── EXTRACTED RECORDS ──

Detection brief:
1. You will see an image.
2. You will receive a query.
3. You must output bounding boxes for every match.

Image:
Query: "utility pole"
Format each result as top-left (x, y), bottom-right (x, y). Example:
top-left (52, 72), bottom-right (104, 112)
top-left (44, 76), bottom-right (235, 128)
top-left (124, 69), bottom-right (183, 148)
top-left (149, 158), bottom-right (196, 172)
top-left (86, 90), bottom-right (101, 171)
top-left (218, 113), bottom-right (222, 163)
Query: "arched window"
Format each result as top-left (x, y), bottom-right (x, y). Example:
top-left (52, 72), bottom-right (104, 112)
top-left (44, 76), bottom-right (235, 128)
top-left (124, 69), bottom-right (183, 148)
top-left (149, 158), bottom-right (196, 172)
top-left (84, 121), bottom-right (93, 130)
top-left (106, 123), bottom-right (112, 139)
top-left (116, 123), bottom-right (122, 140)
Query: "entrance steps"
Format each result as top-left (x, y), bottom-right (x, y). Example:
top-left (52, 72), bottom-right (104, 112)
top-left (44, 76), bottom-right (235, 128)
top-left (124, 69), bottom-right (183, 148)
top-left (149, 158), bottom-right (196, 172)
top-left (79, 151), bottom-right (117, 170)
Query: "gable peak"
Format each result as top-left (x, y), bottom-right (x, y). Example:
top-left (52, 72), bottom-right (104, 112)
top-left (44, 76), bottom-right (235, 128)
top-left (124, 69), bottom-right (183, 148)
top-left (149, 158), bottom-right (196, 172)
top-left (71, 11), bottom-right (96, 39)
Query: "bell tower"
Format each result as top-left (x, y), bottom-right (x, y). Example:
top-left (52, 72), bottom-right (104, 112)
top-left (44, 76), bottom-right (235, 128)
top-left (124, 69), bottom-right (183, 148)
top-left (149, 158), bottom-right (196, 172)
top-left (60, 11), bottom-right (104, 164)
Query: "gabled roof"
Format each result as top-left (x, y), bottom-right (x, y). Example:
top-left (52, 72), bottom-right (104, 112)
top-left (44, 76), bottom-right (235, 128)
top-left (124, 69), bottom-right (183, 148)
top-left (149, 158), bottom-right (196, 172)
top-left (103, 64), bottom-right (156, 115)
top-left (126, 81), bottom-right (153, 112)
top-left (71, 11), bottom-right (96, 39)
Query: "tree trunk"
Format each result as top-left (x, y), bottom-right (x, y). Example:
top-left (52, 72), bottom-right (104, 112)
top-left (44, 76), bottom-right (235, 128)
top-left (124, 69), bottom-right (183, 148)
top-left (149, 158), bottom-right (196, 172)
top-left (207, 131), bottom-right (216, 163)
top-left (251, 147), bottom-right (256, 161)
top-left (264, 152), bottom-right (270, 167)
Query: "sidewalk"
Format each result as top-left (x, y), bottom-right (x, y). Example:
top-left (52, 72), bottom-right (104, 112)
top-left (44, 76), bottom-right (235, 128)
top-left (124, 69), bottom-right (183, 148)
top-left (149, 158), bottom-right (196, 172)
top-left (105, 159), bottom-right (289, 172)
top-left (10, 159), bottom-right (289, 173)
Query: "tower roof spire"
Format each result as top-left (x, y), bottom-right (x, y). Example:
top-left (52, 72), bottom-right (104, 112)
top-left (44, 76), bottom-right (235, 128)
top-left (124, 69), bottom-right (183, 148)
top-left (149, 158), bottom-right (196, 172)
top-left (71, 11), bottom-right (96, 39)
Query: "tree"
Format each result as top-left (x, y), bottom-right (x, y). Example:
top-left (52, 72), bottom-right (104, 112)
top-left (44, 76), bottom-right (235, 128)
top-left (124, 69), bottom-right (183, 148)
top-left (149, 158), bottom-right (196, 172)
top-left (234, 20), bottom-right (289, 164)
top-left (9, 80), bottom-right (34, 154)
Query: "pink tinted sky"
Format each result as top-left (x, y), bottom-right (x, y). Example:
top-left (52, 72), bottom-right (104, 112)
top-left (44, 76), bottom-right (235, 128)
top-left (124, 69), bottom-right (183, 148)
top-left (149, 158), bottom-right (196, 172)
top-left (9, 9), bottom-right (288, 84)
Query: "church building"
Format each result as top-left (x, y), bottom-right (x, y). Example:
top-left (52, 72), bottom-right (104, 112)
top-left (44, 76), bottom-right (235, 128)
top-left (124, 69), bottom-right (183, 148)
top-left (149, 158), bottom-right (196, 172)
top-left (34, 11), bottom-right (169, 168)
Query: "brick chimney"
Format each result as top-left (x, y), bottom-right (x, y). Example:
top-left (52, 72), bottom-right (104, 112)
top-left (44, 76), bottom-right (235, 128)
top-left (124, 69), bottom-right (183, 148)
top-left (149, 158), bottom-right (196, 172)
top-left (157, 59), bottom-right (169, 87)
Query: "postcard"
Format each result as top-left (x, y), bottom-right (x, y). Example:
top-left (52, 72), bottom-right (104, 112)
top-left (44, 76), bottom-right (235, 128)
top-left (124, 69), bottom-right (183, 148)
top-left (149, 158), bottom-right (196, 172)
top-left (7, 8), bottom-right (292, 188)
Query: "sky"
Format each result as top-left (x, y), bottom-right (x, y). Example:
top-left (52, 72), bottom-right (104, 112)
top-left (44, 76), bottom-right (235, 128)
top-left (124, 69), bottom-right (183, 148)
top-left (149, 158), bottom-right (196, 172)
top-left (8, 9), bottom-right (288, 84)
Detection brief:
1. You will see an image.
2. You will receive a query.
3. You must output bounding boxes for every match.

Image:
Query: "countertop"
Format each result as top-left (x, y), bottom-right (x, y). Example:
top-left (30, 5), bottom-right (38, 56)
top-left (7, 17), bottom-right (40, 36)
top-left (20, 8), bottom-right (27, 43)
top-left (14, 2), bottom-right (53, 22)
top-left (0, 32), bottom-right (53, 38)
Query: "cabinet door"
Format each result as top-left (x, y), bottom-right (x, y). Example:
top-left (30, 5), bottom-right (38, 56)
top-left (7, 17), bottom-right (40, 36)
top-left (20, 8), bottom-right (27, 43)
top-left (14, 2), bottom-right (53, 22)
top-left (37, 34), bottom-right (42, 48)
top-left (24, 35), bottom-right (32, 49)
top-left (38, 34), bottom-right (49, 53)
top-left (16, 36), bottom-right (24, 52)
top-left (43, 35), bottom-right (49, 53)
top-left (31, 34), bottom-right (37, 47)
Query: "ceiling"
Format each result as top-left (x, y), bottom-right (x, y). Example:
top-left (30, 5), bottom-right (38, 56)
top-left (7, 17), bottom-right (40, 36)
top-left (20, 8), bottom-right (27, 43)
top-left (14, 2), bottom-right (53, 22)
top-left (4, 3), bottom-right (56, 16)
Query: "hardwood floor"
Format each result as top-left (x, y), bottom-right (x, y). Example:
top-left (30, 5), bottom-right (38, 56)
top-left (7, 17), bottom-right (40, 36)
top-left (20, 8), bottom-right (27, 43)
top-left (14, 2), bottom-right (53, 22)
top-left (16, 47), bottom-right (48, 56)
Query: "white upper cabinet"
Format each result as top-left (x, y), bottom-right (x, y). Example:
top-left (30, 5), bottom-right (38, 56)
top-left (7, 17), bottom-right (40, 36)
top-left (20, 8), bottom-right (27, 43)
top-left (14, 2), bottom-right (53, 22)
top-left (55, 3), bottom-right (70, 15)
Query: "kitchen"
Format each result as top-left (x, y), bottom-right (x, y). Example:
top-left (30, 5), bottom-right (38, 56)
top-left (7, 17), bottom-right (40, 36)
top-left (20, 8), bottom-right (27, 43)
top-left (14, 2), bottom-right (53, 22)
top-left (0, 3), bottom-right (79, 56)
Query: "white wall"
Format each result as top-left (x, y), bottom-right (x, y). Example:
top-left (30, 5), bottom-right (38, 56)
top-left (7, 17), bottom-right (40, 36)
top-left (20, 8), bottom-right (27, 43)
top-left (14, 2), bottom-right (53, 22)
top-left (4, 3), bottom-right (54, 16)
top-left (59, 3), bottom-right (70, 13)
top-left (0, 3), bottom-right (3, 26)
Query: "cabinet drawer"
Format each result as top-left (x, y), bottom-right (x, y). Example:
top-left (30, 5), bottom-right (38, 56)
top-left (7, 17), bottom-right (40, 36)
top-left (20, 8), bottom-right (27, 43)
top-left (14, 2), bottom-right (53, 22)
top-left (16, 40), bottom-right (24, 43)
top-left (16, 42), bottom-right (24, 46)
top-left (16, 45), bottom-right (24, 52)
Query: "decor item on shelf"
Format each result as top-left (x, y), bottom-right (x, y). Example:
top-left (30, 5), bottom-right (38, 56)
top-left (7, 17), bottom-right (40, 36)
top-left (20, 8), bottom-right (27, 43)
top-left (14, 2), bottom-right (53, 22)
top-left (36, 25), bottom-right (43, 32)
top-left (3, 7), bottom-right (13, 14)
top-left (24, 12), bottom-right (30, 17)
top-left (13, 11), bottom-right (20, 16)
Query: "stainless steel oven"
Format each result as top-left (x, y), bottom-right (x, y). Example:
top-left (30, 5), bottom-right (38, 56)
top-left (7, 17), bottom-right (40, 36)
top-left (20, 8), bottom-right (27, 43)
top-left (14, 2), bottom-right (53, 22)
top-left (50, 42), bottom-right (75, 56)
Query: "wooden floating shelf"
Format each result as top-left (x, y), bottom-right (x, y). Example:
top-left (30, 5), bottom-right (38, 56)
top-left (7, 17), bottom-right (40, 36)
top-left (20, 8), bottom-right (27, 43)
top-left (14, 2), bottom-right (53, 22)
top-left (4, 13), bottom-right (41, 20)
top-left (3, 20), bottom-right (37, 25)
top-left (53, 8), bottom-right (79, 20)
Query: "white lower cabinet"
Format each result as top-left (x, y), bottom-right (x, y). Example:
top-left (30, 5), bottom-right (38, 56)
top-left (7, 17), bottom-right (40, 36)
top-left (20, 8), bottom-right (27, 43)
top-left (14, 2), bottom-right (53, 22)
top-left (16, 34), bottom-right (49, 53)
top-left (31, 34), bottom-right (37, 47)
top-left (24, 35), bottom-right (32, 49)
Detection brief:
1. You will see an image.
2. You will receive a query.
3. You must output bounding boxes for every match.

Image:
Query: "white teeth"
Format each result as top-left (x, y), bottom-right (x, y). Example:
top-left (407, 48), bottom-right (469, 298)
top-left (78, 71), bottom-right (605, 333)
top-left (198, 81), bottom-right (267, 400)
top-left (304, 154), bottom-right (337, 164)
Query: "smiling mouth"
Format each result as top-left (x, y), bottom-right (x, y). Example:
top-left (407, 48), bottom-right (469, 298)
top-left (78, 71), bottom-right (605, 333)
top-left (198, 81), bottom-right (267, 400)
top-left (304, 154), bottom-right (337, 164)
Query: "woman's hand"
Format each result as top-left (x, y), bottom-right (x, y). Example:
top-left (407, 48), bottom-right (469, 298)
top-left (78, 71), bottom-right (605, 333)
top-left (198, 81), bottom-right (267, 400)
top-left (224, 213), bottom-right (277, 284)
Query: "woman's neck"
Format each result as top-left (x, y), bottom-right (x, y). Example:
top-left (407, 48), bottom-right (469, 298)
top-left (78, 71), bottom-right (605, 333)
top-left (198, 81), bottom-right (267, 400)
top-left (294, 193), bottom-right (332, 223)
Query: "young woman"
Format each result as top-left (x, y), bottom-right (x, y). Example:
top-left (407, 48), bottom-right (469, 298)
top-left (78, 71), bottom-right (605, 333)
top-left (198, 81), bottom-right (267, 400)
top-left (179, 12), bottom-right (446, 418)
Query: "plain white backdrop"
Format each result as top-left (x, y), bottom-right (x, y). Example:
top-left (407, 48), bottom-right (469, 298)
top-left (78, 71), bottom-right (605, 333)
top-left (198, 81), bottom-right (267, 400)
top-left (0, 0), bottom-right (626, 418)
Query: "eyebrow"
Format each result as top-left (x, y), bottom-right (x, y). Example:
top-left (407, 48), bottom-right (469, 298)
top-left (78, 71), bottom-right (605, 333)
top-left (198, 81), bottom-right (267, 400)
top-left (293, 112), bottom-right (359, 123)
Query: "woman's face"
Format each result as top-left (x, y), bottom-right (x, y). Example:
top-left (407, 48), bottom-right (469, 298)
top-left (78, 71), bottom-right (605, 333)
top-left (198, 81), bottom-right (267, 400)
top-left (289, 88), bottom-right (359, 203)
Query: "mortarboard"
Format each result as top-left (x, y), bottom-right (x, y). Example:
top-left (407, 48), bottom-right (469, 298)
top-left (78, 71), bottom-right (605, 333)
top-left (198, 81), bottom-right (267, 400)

───

• [THE REQUEST]: Reproduce the source records from the beginning through the line containing "top-left (60, 11), bottom-right (104, 164)", substituting "roof peak" for "gable peak" and leaving everything else unchanged.

• [WRITTEN REPLY]:
Detection brief:
1. You will see an image.
2. You will receive a query.
3. You must output bounding boxes for every match.

Image:
Query: "utility pole"
Format each result as top-left (x, y), bottom-right (x, y). Example:
top-left (52, 72), bottom-right (104, 112)
top-left (44, 76), bottom-right (235, 128)
top-left (124, 69), bottom-right (183, 148)
top-left (149, 158), bottom-right (196, 172)
top-left (86, 90), bottom-right (101, 171)
top-left (218, 113), bottom-right (222, 163)
Query: "arched window"
Format each result as top-left (x, y), bottom-right (x, y). Example:
top-left (52, 72), bottom-right (104, 112)
top-left (44, 76), bottom-right (235, 128)
top-left (124, 69), bottom-right (183, 148)
top-left (149, 158), bottom-right (196, 172)
top-left (84, 121), bottom-right (93, 130)
top-left (106, 123), bottom-right (112, 139)
top-left (116, 123), bottom-right (122, 140)
Query: "entrance steps"
Format each result as top-left (x, y), bottom-right (x, y). Example:
top-left (52, 72), bottom-right (104, 112)
top-left (44, 76), bottom-right (235, 128)
top-left (124, 69), bottom-right (183, 148)
top-left (149, 158), bottom-right (196, 172)
top-left (79, 151), bottom-right (117, 170)
Query: "roof peak"
Format each result as top-left (x, y), bottom-right (x, y). Example:
top-left (52, 72), bottom-right (104, 112)
top-left (44, 76), bottom-right (235, 128)
top-left (124, 69), bottom-right (183, 148)
top-left (149, 158), bottom-right (196, 172)
top-left (71, 11), bottom-right (96, 39)
Query: "bell tower"
Format each result as top-left (x, y), bottom-right (x, y). Example:
top-left (52, 72), bottom-right (104, 112)
top-left (44, 76), bottom-right (235, 128)
top-left (124, 69), bottom-right (183, 148)
top-left (149, 158), bottom-right (196, 172)
top-left (60, 11), bottom-right (104, 164)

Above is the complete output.